▸ TASK BRIEF
From the line that contains "Report one point per instance of the glass" to the last line of the entries, write each line out exactly; include both ends and nothing else.

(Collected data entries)
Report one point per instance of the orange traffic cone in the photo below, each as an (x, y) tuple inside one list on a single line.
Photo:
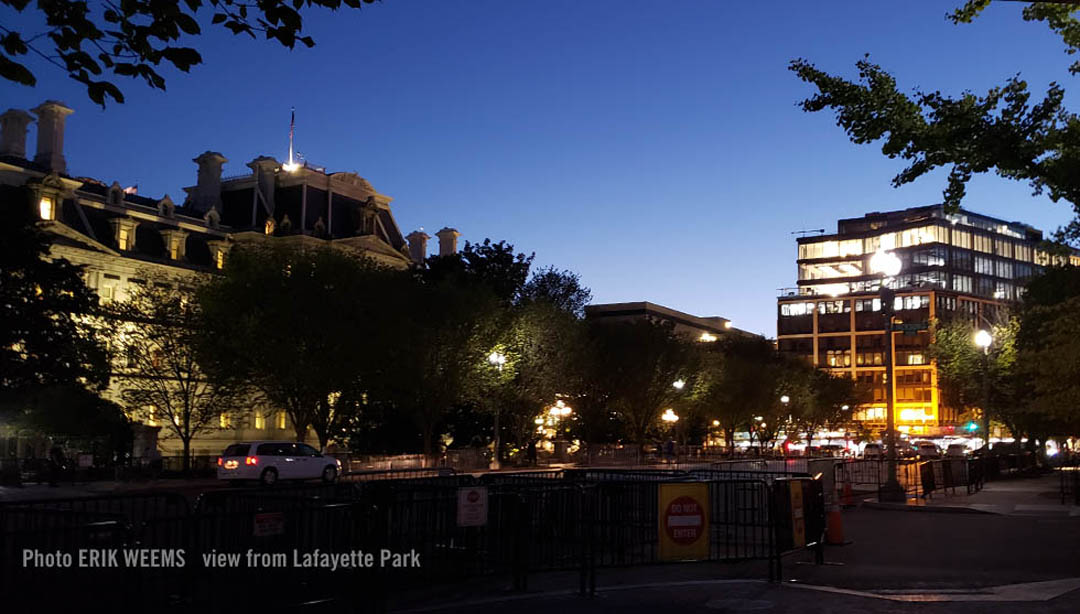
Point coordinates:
[(834, 526), (848, 500)]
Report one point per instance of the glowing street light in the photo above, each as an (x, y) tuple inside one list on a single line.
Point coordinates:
[(497, 359)]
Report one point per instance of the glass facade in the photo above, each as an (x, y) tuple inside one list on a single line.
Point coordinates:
[(963, 264)]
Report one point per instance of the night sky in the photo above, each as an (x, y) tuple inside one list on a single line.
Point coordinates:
[(656, 148)]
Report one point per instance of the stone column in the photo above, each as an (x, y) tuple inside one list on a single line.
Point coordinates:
[(52, 116)]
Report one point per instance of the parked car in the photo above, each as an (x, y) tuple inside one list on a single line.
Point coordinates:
[(928, 450), (269, 462), (956, 451), (832, 450)]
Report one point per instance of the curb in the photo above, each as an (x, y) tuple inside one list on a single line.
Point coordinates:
[(927, 508)]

▸ EXERCISE RESPONSE
Report one point per instance of the glass facade in the photo above, each as an (x, y) tuple inside one list on a single line.
Point coordinates:
[(963, 264)]
Report one point per instance of the night sky in the photo above, each as an (x, y) tuple inside one list on a single line.
Point coordinates:
[(656, 148)]
Report one point per instance of the stone column in the photo above, each as an (x, y) tuple inside one list on a single line.
Point coordinates:
[(52, 116)]
Report one point per instance of the parked car in the photo above, each as an (x, y) tuple inside one list on a single line.
Point coordinates:
[(928, 450), (269, 462), (956, 451), (832, 450)]
Report one point per instance of the curb in the photo above, each as an (x, y) tuple inside one list on a single line.
Point coordinates:
[(927, 508)]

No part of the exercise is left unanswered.